**SELECTED EXTRACT**
-- Opening Marker --

Beauvais and Ambrose were sent home from hospital with the wrong families in 1955 and the switch was not discovered until a few years ago when Beauvais took an at-home DNA ancestry test.
Beauvais was raised in St. Laurent in a Métis home where he spoke French and Cree, and attended residential day school. He was taken from his family and placed in foster care.
About 100 kilometres away in the town of Rembrandt, Ambrose was raised in a Ukrainian home. His parents died before he was a teenager and he was placed with a foster family who adopted him.
The two met for the first time recently in Winnipeg. Ambrose described the encounter as an honour.
“The feeling was very emotional, for meeting someone who is you, but I am him — it’s a reverse,” he said.
Ambrose said the premier’s apology was what he’d hoped for.
“It touched me. That was very, very close to my heart,” he said.
Kinew apologized directly to Beauvais and Ambrose and remarked on their deep compassion and empathy.
“Such is the distance that each of them has walked in another’s shoes,” the premier said.
Beauvais and Ambrose were wronged by the Manitoba government and the institutions they were supposed to trust, Kinew said. The province of Manitoba made a terrible mistake and the government is accepting responsibility, he said.
“What happened to you cannot be undone, but it must be acknowledged and it must be atoned for,” Kinew told the men and their family members seated in the gallery.

-- Closing Marker --

**DATA RECORDS**
-- Opening Marker --

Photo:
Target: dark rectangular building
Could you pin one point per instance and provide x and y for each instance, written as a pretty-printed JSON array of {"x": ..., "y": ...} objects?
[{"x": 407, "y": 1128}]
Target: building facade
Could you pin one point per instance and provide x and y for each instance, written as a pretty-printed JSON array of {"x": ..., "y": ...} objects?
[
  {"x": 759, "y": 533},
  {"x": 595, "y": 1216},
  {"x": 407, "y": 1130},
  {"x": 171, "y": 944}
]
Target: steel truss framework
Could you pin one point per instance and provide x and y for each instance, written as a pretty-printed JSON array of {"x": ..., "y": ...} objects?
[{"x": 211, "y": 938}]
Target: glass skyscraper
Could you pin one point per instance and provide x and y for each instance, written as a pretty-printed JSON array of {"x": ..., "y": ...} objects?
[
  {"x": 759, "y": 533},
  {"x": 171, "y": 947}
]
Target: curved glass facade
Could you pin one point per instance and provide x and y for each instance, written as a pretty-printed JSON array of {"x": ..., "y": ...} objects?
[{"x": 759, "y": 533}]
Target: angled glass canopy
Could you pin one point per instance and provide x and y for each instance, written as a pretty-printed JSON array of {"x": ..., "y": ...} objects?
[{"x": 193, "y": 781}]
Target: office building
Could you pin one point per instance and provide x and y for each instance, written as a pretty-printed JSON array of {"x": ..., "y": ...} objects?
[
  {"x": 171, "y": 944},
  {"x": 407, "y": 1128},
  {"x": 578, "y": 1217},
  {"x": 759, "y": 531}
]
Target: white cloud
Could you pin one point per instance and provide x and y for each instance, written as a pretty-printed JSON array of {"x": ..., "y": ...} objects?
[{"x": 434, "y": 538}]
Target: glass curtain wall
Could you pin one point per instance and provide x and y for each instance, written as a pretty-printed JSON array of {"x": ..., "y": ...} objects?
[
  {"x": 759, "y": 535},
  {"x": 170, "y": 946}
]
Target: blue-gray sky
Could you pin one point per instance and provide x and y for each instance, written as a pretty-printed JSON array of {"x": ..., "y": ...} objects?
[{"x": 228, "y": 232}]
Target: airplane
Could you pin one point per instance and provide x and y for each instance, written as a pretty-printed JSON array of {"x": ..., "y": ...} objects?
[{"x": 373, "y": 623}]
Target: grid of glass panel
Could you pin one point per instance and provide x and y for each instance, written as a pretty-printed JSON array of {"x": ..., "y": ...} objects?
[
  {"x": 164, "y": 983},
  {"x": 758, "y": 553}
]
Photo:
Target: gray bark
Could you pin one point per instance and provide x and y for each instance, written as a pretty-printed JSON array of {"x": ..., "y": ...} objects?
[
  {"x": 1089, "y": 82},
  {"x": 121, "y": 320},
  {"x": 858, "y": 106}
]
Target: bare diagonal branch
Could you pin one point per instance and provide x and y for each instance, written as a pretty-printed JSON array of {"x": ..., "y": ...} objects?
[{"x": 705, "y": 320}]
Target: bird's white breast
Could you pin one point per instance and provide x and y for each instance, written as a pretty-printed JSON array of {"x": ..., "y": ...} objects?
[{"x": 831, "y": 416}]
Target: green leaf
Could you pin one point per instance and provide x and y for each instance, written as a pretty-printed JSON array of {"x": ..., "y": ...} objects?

-- Closing Marker --

**PROBLEM 1**
In the excerpt about the hospital switch, what revealed that the two men had been sent home with the wrong families?
**PROBLEM 2**
Turn the paragraph beginning "About 100 kilometres away" in the excerpt about the hospital switch into a brief bulleted list of its main facts.

**WORKED SOLUTION 1**
An at-home DNA ancestry test that Beauvais took a few years ago.

**WORKED SOLUTION 2**
- Ambrose grew up about 100 kilometres away, in the town of Rembrandt.
- He was raised in a Ukrainian home.
- His parents died before he was a teenager.
- He was then placed with a foster family, who adopted him.